» **Set tasks**
A - From the plotting excerpt, reproduce the passage between "p + geom_col()" and "published with images.", inclusive.
B - Answer these from the plotting excerpt, marking each reply with the matching numeral:
(i) What measure is placed on the y-axis of the scatterplot?
(ii) What color is given to the trend line in the scatterplot code?
(iii) What upper limit is set for the y-axis in the chart relating number of images to shares?
C - In the plotting excerpt, restate the paragraph beginning "The second visual is a scatterplot" as a short list that keeps its main facts.

» **Document excerpt**
The second visual is a scatterplot with a trend line. The number of words in the content is on the x-axis and the rate of unique words on the y-axis. If the data points and trend line show an upward trend, then articles with more words tend to have a larger rate of unique ones. If there is a downward trend, then articles with more words tend to have a smaller rate of unique ones.
p <- ggplot(news.tbl, aes(x = n_tokens_content, y = n_unique_tokens))
p + geom_point() +
geom_smooth(method = glm, col = "Blue") +
labs(title = "Scatterplot for n_tokens_content vs n_unique_tokens",
subtitle = paste("channel = ", params$channel),
x = "# of Words in Article",
y = "Rate of Unique Words in Article")
## `geom_smooth()` using formula 'y ~ x'
This subsequent bar plot shows a comparison between the total number of articles published on each day of the week and the total shares of those articles. Observe any interestingly sized columns that one might think would be higher or lower than others. Articles published on which day tend to get shared the most? Which one gets the least?
plt <- news.tbl %>% pivot_longer(cols = starts_with("weekday_is_"),
names_to = "day",
names_prefix = "weekday_is_",
names_transform = as.factor,
values_to = "count") %>%
filter(count == 1) %>%
select(-count, -starts_with("weekday_is_"))
#Reordering days
plt$day <- factor(plt$day,
levels = c("monday", "tuesday", "wednesday", "thursday",
"friday", "saturday", "sunday"))
plt <- plt %>%
select(day, shares) %>%
group_by(day) %>%
summarise(articles = n(), shares = sum(shares))
plt <- reshape2::melt(plt, id.vars = c("day"))
p <- ggplot(plt, aes(x = day, y = value, fill = day))
p + geom_col() +
facet_wrap(vars(variable), scales = "free") +
scale_y_continuous(labels = scales::comma) +
guides(x = guide_axis(angle = 45), fill = "none") +
labs(title = "Total # of Articles vs Total # of Shares per Publishing Day",
subtitle = paste("channel = ", params$channel),
x = "Day",
y = '')
The code chunk below, tells us about the number of shares of a particular published news with number of images in the published news. It also tells us about the popularity of the news published with images.
ggplot(news.tbl, aes(fill= popularity, y=shares, x=num_imgs)) +
geom_bar(position='dodge', stat='identity', width = 0.98) +
ggtitle('Relation between number of images and shares') +
xlab('Number of images in the news published') +
ylab('Shares') +
ylim(0, 100000)

» **Data provided**
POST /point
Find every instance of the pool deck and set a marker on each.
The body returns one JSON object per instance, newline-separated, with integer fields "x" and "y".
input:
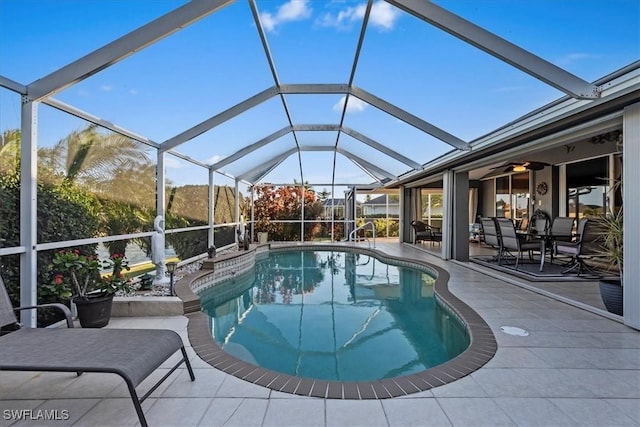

» **Responses by task**
A -
p + geom_col() +
facet_wrap(vars(variable), scales = "free") +
scale_y_continuous(labels = scales::comma) +
guides(x = guide_axis(angle = 45), fill = "none") +
labs(title = "Total # of Articles vs Total # of Shares per Publishing Day",
subtitle = paste("channel = ", params$channel),
x = "Day",
y = '')
The code chunk below, tells us about the number of shares of a particular published news with number of images in the published news. It also tells us about the popularity of the news published with images.

B -
(i) The rate of unique words.
(ii) Blue.
(iii) 100000.

C -
- The visual is a scatterplot with a trend line.
- x-axis: number of words in the content; y-axis: rate of unique words.
- Upward trend: articles with more words tend to have a larger rate of unique words.
- Downward trend: articles with more words tend to have a smaller rate of unique words.